> Supplied data
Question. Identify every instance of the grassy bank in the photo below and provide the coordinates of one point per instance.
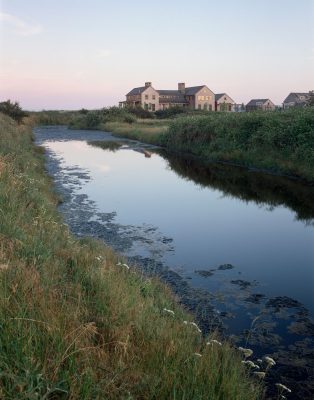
(78, 324)
(278, 142)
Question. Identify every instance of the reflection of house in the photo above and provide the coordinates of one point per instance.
(260, 104)
(196, 97)
(223, 102)
(296, 100)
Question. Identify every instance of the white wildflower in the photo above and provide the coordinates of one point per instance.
(169, 311)
(246, 352)
(283, 387)
(192, 323)
(250, 364)
(213, 341)
(196, 326)
(260, 375)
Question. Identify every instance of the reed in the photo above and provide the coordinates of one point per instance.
(76, 321)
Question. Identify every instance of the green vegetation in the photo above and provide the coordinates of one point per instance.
(280, 142)
(76, 323)
(52, 117)
(276, 142)
(13, 110)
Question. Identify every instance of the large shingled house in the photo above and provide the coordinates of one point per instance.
(223, 102)
(195, 97)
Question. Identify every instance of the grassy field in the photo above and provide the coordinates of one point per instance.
(277, 142)
(76, 323)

> Stated goal
Turn the data from the line containing "Question. Identify every instance of the reed" through the end of the data, both ends included, into a numbered list, omitting any blank lines.

> Task answer
1. Question. Identify every instance of the reed in the photo above and provide the coordinates of one point per instance.
2. (76, 321)
3. Question. Identify every instance of the green vegetation in the photo above and provide the coordinates of one point per instance.
4. (280, 142)
5. (76, 323)
6. (52, 117)
7. (276, 142)
8. (13, 110)
9. Question. Identify every instance of the large shingled house in the photo above and provide the coordinates of one point per instance.
10. (223, 102)
11. (195, 97)
12. Question. Identify every instance of the grassy field in the photo above and provide the coordinates of one point per instance.
13. (277, 142)
14. (76, 323)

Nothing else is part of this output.